Указания ->
• a. Перескажите короче абзац отрывка о поединке Карружа и Ле Гри, который начинается словами «Ристалище, на миг ставшее тюрьмой». Основное содержание сохраните, а исходы поединка дайте списком.
• b. Воспроизведите дословно часть отрывка о поединке Карружа и Ле Гри, начиная со слов "Ристалище, на миг" и заканчивая словами "доказательством его вины.".

Фрагмент страницы ->
Ристалище, на миг ставшее тюрьмой, теперь превратилось в пылающий тигель, где один из элементов будет уничтожен, чтобы полностью очистить другой в священном огне правосудия. Карруж и Ле Гри будут биться без всякой пощады, пока не случится одно из трёх. Либо один из них убьёт другого, доказав вину противника и справедливость собственных обвинений; либо один заставит другого признаться в ложной присяге, отправив тем самым противника на виселицу; либо один из бойцов заставит соперника бежать с поля боя, что также было прямым доказательством его вины.

Они будут биться не только без пощады, но и без правил. В смертельной дуэли, в отличие от дружеских турниров, никто не запрещает поразить противника в спину или в глаз через прорезь в шлеме, ослепить соперника, бросив ему в лицо горсть песка, подставить подножку, пнуть ногой, а потом напрыгнуть сверху, когда тот упадёт. Во время поединка во Фландрии в 1127‑м двое обессиленных дуэлью бойцов отбросили оружие и рухнули наземь, где вновь сцепились, нанося друг другу удары железными перчатками, пока один, изловчившись, не проник рукой под доспехи соперника и не оторвал ему мошонку, тут же отправив беднягу к праотцам. Рыцарство носило маску благородства и приличия в спортивных турнирах, но мгновенно сбрасывало её, едва начиналась реальная резня.

Список записей ->

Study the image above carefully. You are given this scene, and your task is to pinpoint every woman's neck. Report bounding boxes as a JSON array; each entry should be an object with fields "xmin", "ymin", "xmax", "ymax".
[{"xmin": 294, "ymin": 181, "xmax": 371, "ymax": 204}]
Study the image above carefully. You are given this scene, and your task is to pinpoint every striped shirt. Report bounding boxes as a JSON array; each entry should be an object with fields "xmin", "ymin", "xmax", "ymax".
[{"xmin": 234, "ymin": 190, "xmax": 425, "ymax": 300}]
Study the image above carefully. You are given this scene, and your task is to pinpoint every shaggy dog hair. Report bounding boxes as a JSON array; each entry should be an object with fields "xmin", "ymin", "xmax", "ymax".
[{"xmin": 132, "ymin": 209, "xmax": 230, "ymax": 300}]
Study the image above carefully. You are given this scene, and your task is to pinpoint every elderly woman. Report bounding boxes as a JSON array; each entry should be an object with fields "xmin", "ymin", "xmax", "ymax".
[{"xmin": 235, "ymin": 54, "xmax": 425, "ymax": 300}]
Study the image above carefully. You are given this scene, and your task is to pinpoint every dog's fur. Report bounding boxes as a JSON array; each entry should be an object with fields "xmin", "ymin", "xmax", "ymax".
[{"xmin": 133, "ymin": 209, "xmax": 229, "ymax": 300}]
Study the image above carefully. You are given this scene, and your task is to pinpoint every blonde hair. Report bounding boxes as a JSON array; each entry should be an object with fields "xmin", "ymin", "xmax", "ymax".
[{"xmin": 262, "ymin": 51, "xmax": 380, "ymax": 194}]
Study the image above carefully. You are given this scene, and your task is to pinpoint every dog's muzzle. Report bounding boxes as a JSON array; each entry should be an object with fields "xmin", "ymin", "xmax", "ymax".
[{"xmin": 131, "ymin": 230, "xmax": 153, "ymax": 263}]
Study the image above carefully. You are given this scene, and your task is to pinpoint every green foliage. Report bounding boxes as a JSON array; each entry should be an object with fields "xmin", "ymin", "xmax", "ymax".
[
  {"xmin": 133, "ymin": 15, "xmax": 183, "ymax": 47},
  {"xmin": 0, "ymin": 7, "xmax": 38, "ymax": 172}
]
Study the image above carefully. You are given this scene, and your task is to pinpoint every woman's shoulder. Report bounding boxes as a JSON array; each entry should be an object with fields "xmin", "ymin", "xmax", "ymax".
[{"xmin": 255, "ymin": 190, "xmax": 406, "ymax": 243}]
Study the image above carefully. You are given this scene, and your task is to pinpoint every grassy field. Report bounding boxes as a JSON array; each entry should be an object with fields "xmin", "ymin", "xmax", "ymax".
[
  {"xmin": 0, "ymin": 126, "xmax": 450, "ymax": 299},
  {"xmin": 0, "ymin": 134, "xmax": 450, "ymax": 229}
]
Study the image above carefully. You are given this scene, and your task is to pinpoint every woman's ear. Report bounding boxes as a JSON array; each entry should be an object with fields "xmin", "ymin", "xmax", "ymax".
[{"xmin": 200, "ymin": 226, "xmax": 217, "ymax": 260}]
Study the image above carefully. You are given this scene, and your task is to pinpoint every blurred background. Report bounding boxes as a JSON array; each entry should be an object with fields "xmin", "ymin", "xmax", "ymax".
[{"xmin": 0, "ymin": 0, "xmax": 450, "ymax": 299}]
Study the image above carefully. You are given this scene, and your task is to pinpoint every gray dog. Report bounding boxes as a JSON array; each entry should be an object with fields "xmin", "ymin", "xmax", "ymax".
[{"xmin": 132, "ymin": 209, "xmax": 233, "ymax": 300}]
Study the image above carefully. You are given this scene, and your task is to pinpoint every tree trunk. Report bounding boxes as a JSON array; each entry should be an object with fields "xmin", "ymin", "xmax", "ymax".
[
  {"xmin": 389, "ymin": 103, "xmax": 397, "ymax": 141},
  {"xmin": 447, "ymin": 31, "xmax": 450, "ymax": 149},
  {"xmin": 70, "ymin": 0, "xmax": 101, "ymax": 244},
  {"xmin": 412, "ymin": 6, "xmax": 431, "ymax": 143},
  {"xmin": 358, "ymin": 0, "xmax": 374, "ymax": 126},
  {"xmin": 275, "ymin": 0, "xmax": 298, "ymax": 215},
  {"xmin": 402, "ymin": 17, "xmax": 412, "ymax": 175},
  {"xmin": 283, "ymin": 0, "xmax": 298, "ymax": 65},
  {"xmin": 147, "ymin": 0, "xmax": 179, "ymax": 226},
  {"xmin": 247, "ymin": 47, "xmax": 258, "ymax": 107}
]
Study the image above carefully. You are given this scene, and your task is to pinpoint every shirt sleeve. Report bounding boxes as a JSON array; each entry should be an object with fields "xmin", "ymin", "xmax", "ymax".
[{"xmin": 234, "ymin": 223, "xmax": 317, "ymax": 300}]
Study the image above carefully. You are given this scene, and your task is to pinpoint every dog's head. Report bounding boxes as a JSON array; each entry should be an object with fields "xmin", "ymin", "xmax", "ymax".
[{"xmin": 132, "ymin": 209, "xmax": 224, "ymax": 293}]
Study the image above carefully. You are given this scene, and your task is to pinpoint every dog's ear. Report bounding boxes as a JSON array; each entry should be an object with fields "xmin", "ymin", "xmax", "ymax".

Ответы по заданиям ->
• a.
Ристалище стало пылающим тиглем, где в огне правосудия один из противников будет уничтожен, а другой очищен. Карруж и Ле Гри будут биться без пощады, пока не случится одно из трёх:
- один убьёт другого и этим докажет вину противника и правоту своих обвинений;
- один заставит другого признаться в ложной присяге, и того ждёт виселица;
- один заставит соперника бежать с поля боя, что тоже прямо доказывает вину бежавшего.

• b.
Ристалище, на миг ставшее тюрьмой, теперь превратилось в пылающий тигель, где один из элементов будет уничтожен, чтобы полностью очистить другой в священном огне правосудия. Карруж и Ле Гри будут биться без всякой пощады, пока не случится одно из трёх. Либо один из них убьёт другого, доказав вину противника и справедливость собственных обвинений; либо один заставит другого признаться в ложной присяге, отправив тем самым противника на виселицу; либо один из бойцов заставит соперника бежать с поля боя, что также было прямым доказательством его вины.